_What to produce:_ In the Kashmir passage below, rewrite everything from "All this is" down to "in the fray.", renaming "patriotism" as "nationalism".

_Text section:_
▬▬▬▬▬▬▬▬▬▬

Sri Lankan political scientist, Jayadeva Uyangoda, recently argued that war begets war, that it creates a self-perpetuating rationale. Novelist Michael Ondaatje, in what is arguably the most evocative narrative of the multiple civil wars marking the island, despaired about the inability to talk to one’s neighbour. And yet, it is a creative and courageous leadership that realises that the constituency for peace invariably outnumbers that for war.

It is not that there is a shortage of proposals doing the rounds. Even if, for a moment, we concentrate only on the Indian part of the state, there are a variety of proposals around the notions of autonomy (the State vis-a-vis the Union) and decentralisation (issues of regional and local autonomy). It is indeed disconcerting that the state government’s autonomy proposals met such a hostile reaction. This when the abrogation of Article 356, defining the terms under which the state acceded to the Union, is no longer on the formal agenda of any of the major political formations. To not discuss the nitty-gritty’s of the autonomy proposals, whether within the wider framework of recasting Indian federalism or in terms exclusive to J&K, on flimsy grounds that it involves a reversal to a pre-1953 position or that the nomenclature of the governor and chief minister would change, is only losing an opportunity for settlement.

Equally contentious are the proposals for a trifurcation of the state, foregrounding differences rather than the similarities within the three regions of Jammu, Ladakh and the Valley. Or worse, for redrawing even intra-regional internal boundary lines on essentially religious grounds. Not surprisingly, critics have seen these as exacerbating the already strained communal divisions in the state, putting paid to, once and for all, the composite notion of Kashmiriyat. This despite those not from the Valley (Jammu and Ladakh), or even the minorities within different regions having consistently complained of discrimination, politically vis-a-vis the Valley Muslim community.

There is fortunately less dissonance over improving the poor human rights situation in the state. Whether or not it is realistic to propose a reduction in the strength of the armed forces given the reality of militancy/ insurgency aided and abetted from across the border, ensuring greater accountability of the forces – army, para-military, police – has to be high on the social agenda. No democratic state, even one fighting a vicious insurgency, can hope to turn a blind eye to the escalating incidence of rights violations. Of course, this demands that those on the other side too, the militants, agree to a set of rules, and this is more difficult to enforce.

The recent report by Justice Pandian on the events following the Chitsinghpora massacre marks a rupture in the discourse on human rights in the state. For the first time, a judicial enquiry has blamed the state for unprovoked firing resulting in civilian casualties; worse, of picking up unarmed villagers, killing them in cold blood and passing the incident off as an encounter with militants responsible for Chitsinghpora. The judge has now been asked to enquire into the original incident, so far widely laid at the doorstep of the militants.

All this is clearly new. In the past, any talk of excesses and human rights violations was trapped in a discourse of patriotism, of playing into the hands of the enemy and weakening the morale of our fighting forces. The recent exchange between Prem Shankar Jha and Pankaj Mishra is a good example. Now at least there is a possibility of seriously interrogating our strategy of counter-insurgency operations, of playing off one militant group against another, of arming ‘reformed’ militants to fight against those still in the fray.

▬▬▬▬▬▬▬▬▬▬

Stored entries
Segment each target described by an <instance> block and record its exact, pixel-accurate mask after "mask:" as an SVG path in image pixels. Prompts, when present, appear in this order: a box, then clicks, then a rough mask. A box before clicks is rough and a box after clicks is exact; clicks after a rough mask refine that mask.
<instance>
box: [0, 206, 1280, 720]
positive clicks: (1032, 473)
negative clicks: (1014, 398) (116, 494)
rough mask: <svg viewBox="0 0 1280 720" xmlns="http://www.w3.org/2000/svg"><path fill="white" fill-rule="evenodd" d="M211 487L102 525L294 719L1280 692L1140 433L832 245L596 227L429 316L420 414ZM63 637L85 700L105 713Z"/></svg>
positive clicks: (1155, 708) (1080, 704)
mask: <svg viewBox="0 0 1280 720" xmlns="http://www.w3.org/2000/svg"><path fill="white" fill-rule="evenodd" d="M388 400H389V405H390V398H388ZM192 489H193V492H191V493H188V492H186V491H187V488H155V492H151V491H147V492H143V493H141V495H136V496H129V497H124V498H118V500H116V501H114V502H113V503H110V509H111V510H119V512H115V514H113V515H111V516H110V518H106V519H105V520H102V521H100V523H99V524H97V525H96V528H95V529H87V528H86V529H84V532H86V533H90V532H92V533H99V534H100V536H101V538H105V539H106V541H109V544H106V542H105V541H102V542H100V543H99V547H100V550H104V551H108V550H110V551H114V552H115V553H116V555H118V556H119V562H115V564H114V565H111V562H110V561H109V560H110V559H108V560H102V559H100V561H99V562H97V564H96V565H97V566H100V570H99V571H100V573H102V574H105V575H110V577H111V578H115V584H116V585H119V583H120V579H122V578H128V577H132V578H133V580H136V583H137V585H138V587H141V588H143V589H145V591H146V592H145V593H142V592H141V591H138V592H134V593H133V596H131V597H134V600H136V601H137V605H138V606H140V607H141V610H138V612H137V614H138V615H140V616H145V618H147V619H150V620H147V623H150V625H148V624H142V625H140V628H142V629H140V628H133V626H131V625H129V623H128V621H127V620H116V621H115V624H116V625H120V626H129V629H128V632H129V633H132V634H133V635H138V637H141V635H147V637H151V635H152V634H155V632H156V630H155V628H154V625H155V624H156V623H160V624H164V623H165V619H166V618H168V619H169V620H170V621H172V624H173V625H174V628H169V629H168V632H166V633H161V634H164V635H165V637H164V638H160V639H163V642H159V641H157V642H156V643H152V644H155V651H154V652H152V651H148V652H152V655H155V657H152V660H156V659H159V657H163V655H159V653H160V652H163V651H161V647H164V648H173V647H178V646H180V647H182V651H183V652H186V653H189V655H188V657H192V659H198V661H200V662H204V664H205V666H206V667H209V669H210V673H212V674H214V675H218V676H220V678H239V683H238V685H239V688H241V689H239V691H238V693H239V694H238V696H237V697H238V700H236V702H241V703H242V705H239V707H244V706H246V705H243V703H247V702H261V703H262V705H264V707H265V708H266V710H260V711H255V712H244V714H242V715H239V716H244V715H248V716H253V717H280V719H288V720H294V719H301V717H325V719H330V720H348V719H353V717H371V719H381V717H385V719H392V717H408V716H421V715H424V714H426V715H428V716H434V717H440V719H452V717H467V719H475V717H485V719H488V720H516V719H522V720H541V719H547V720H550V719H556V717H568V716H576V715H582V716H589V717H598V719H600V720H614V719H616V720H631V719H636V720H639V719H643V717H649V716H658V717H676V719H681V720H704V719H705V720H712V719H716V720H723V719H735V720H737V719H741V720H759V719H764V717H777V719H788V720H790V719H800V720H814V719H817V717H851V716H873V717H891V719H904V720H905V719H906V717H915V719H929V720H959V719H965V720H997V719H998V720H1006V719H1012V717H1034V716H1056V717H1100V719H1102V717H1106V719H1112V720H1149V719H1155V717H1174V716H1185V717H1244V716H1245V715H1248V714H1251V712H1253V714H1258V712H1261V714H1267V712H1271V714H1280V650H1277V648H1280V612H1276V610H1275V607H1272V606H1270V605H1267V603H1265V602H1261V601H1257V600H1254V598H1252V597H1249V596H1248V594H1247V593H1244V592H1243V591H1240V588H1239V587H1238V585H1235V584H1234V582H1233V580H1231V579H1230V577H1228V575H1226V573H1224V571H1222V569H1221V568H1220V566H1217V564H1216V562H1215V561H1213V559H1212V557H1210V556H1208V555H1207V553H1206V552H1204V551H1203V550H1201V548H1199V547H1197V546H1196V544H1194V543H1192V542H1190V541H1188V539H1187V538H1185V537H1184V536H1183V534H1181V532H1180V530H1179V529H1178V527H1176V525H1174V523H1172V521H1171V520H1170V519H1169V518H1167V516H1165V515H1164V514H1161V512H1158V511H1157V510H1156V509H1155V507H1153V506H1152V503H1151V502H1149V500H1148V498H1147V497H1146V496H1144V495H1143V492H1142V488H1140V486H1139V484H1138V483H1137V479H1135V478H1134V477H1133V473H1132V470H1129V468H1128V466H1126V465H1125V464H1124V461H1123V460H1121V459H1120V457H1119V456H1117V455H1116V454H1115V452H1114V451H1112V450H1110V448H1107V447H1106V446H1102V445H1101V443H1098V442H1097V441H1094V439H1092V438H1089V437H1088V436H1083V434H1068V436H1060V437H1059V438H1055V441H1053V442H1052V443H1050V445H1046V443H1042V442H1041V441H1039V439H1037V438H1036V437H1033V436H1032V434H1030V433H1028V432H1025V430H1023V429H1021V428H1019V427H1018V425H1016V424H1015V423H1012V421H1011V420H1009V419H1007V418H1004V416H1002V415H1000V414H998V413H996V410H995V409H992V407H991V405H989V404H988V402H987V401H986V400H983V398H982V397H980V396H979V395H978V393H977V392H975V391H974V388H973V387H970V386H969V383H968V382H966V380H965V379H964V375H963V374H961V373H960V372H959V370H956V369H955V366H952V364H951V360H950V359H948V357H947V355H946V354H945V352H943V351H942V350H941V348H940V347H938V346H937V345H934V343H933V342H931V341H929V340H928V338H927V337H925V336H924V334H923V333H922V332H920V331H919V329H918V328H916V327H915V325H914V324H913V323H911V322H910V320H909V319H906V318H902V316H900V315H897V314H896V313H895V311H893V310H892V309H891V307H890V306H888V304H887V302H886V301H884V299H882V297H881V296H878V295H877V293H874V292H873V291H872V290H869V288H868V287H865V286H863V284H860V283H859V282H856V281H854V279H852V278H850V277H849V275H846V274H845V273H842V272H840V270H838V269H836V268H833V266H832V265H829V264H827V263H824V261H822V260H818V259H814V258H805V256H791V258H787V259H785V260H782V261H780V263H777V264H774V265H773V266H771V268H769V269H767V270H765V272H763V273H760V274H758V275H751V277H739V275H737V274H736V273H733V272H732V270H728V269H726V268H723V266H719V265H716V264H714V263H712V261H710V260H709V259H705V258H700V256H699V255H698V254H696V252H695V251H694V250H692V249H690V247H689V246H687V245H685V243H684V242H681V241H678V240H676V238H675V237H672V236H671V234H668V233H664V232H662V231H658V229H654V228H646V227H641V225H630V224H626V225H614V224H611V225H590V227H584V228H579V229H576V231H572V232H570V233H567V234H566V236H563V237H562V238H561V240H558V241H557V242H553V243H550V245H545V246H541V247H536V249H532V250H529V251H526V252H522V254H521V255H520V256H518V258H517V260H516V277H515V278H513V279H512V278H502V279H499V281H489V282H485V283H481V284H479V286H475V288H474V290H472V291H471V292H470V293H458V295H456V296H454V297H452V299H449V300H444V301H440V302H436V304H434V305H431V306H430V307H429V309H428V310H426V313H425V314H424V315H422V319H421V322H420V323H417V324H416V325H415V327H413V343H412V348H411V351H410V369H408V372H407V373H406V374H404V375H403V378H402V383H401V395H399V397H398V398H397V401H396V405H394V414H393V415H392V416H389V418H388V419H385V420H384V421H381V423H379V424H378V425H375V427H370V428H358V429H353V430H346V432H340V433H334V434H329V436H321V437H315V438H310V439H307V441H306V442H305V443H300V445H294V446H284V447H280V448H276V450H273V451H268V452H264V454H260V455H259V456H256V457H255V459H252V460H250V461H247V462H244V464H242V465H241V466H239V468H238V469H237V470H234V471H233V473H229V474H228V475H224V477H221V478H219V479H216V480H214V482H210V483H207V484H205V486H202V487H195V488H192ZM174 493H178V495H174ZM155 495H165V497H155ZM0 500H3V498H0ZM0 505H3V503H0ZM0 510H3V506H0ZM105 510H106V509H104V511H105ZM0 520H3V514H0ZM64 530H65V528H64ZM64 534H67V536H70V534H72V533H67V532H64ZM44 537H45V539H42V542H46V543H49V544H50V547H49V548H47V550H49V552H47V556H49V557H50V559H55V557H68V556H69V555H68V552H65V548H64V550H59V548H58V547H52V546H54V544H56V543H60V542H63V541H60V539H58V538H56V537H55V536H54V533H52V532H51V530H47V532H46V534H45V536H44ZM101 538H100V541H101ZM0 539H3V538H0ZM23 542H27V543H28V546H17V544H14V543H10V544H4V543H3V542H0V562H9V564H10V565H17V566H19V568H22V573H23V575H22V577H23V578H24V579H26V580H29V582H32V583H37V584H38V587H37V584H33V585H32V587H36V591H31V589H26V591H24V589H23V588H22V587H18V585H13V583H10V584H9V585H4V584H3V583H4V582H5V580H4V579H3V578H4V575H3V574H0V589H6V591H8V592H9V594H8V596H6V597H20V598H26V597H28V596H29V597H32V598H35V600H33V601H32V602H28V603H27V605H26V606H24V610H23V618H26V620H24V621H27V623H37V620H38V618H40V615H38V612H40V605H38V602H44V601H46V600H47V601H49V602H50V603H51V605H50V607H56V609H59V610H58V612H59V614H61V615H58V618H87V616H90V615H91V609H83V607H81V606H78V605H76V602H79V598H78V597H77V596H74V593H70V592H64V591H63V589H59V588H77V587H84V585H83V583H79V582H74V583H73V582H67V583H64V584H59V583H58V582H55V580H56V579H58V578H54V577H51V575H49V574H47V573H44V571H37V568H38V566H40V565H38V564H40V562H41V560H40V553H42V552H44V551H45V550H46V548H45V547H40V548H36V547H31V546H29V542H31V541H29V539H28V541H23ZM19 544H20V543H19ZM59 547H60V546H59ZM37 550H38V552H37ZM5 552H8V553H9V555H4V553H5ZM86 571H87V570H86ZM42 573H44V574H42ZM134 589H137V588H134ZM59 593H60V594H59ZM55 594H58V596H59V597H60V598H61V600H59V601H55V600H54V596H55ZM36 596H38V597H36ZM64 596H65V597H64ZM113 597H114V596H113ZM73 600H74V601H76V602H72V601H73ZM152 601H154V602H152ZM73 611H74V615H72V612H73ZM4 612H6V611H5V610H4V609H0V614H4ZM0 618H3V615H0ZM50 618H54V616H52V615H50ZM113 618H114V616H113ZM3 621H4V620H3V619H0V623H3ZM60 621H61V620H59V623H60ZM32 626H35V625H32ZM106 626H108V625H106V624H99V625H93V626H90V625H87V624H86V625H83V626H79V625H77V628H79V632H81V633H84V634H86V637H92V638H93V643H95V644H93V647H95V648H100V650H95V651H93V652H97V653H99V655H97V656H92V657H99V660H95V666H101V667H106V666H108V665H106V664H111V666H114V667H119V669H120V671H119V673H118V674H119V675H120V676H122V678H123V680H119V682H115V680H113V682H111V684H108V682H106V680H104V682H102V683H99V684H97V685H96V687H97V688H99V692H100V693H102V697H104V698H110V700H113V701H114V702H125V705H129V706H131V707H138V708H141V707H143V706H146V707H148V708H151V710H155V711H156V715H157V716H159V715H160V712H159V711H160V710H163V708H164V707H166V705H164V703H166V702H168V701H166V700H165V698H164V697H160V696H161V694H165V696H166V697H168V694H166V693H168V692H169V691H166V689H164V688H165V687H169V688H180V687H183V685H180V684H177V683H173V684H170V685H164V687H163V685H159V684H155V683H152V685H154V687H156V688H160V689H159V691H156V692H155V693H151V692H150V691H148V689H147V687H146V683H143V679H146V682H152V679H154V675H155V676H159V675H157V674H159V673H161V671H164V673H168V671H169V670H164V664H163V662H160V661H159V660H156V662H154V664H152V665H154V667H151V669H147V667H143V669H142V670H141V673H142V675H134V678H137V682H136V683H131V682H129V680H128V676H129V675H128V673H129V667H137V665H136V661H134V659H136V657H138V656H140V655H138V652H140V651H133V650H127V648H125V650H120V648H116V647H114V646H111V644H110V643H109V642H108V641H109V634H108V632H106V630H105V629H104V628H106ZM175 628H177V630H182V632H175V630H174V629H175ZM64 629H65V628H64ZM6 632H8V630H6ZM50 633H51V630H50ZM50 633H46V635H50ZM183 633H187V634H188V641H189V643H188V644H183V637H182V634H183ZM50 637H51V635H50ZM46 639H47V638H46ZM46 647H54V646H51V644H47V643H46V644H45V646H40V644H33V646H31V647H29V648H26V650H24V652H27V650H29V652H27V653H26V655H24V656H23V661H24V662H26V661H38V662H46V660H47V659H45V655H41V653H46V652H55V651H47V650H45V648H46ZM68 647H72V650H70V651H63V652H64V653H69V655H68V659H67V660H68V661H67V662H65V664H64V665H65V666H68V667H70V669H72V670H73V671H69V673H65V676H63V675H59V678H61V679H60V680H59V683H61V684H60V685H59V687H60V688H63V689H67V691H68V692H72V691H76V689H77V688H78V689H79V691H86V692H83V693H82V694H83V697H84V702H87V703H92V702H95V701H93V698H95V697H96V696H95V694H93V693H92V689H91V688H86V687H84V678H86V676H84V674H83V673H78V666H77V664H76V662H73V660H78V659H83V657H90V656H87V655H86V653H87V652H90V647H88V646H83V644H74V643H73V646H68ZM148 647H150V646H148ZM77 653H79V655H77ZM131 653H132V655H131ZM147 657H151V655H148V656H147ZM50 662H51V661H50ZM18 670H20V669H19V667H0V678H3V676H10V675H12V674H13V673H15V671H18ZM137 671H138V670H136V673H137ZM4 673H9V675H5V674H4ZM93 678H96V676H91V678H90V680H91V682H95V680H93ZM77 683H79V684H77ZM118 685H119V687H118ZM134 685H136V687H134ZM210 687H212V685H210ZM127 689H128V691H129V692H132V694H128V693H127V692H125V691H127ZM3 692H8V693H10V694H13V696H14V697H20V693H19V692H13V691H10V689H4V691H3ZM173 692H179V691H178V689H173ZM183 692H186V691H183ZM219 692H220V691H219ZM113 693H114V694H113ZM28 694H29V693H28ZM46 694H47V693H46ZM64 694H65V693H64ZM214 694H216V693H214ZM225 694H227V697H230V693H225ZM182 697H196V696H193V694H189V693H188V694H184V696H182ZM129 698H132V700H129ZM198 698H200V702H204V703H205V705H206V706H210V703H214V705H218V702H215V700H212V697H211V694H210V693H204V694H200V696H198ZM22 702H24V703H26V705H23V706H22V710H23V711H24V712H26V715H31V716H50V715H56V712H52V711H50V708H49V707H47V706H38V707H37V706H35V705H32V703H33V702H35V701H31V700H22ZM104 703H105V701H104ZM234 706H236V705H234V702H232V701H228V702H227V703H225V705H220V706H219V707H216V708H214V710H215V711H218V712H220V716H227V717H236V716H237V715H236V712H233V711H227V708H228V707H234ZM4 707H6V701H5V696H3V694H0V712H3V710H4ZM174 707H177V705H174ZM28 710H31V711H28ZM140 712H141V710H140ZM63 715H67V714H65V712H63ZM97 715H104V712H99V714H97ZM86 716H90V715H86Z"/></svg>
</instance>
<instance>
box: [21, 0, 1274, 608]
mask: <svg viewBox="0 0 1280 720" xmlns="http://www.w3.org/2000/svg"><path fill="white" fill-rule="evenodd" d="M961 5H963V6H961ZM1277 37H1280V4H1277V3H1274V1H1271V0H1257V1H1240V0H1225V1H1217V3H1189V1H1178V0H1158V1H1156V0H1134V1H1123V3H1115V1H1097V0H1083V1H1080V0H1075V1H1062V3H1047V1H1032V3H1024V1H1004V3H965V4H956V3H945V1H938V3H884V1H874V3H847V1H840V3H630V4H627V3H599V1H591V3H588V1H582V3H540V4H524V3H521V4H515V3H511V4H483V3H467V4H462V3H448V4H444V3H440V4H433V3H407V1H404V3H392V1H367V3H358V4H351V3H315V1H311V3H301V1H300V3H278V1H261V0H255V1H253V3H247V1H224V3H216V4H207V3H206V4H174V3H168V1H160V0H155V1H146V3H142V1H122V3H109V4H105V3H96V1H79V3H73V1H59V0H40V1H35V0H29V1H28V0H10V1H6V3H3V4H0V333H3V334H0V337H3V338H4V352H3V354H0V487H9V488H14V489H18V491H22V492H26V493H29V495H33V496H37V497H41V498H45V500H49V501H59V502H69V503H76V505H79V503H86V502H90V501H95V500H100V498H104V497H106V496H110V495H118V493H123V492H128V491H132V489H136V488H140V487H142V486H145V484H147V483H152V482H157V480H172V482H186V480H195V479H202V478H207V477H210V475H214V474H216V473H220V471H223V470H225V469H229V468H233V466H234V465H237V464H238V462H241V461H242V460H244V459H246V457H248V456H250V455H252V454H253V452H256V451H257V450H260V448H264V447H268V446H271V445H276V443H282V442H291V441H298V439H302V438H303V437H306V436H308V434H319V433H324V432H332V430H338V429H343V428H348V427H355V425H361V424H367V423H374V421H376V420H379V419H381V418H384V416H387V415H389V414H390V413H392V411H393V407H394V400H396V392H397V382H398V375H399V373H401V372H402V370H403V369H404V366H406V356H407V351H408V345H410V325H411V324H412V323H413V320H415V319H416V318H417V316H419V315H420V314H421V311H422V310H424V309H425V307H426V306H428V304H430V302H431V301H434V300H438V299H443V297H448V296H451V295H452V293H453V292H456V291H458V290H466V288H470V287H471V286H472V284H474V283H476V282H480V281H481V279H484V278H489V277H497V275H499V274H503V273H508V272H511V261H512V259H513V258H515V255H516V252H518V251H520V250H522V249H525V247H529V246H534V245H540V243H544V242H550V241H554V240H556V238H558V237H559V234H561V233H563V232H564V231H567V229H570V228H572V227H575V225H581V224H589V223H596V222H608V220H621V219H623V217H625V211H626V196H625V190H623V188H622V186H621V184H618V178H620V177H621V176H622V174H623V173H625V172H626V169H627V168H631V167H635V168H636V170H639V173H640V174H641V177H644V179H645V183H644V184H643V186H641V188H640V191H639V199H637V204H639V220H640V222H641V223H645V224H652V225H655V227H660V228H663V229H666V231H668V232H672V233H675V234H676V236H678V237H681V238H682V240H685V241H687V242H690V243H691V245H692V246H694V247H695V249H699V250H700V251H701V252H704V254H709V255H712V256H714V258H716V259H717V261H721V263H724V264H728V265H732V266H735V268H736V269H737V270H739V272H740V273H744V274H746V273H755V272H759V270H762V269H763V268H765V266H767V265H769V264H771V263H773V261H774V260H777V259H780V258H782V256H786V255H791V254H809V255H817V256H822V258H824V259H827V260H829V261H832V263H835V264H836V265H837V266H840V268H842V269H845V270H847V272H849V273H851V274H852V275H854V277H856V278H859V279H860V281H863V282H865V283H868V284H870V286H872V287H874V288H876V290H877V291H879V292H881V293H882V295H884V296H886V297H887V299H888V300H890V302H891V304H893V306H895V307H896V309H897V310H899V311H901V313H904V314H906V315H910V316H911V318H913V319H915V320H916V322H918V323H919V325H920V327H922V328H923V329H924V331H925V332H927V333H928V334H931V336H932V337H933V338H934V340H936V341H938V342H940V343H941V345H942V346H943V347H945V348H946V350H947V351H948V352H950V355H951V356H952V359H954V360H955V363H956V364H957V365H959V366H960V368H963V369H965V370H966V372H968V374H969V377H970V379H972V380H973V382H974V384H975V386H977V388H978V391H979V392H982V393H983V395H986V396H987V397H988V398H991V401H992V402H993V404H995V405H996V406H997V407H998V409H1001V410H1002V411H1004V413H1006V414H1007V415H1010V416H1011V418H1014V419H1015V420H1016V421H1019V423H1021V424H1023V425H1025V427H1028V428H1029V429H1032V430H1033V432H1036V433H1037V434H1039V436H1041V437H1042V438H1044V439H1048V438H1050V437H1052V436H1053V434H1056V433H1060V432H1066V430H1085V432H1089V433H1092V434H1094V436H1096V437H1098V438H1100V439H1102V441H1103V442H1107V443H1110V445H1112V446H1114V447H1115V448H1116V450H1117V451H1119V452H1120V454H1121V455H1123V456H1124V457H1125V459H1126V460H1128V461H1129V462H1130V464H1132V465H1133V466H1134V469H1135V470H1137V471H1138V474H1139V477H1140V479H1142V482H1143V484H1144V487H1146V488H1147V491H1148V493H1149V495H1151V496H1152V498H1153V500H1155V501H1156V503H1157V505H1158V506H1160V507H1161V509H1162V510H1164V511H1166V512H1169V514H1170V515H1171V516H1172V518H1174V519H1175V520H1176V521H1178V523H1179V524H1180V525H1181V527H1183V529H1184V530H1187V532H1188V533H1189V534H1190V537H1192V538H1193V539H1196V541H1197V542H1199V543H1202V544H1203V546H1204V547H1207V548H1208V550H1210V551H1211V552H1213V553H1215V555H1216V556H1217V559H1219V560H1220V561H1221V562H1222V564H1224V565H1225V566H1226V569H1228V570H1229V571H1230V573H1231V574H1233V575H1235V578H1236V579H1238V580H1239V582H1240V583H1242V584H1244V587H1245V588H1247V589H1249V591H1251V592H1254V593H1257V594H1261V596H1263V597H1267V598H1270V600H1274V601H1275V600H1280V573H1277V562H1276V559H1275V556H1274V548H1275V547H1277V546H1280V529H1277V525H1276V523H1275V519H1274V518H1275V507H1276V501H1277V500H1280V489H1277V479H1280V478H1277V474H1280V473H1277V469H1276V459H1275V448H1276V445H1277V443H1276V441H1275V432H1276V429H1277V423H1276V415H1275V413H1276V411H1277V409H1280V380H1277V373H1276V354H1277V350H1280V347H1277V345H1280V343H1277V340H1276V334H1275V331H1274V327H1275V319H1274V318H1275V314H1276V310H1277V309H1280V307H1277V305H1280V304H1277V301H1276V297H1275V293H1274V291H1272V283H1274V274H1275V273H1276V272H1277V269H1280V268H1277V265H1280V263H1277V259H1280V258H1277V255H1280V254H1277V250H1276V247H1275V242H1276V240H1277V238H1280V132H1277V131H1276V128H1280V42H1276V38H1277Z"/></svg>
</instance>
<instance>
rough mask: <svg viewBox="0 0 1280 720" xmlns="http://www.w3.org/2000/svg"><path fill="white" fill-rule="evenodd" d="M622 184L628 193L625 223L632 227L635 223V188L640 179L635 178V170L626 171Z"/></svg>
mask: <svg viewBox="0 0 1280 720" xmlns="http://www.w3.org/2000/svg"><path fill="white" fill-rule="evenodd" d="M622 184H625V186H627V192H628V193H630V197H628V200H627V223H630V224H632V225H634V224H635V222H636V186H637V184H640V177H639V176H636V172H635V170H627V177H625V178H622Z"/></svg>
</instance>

▬▬▬▬▬▬▬▬▬▬

_Output for this exercise:_
All this is clearly new. In the past, any talk of excesses and human rights violations was trapped in a discourse of nationalism, of playing into the hands of the enemy and weakening the morale of our fighting forces. The recent exchange between Prem Shankar Jha and Pankaj Mishra is a good example. Now at least there is a possibility of seriously interrogating our strategy of counter-insurgency operations, of playing off one militant group against another, of arming ‘reformed’ militants to fight against those still in the fray.